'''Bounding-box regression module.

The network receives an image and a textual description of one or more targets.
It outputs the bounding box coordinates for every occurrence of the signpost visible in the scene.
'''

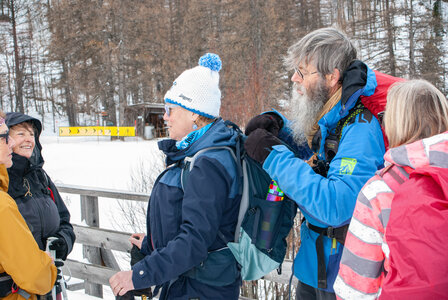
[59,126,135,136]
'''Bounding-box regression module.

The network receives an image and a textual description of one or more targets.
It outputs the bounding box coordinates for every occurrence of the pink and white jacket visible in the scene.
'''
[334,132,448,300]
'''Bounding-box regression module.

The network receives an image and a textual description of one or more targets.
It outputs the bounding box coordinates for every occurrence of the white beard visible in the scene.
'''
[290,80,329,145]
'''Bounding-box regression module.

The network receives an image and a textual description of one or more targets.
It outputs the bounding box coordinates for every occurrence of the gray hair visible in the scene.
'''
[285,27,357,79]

____

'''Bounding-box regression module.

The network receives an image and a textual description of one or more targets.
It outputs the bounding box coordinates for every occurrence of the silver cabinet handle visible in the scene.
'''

____

▸ Objective:
Gather every line of the material above that contains the word "scene", and treat capital and lowercase letters as different.

▸ Answer in full:
It outputs the bounding box coordinates for every occurrence of the signpost visible in the scene.
It outputs the bounding box coordinates for every occurrence of the pink and white jacket visible in the scene.
It outputs the bounding box coordinates for every occurrence of the white beard visible in the scene.
It outputs the bounding box coordinates for every occurrence of the gray hair visible in the scene.
It outputs the bounding box coordinates for every occurrence of the silver cabinet handle visible in the scene.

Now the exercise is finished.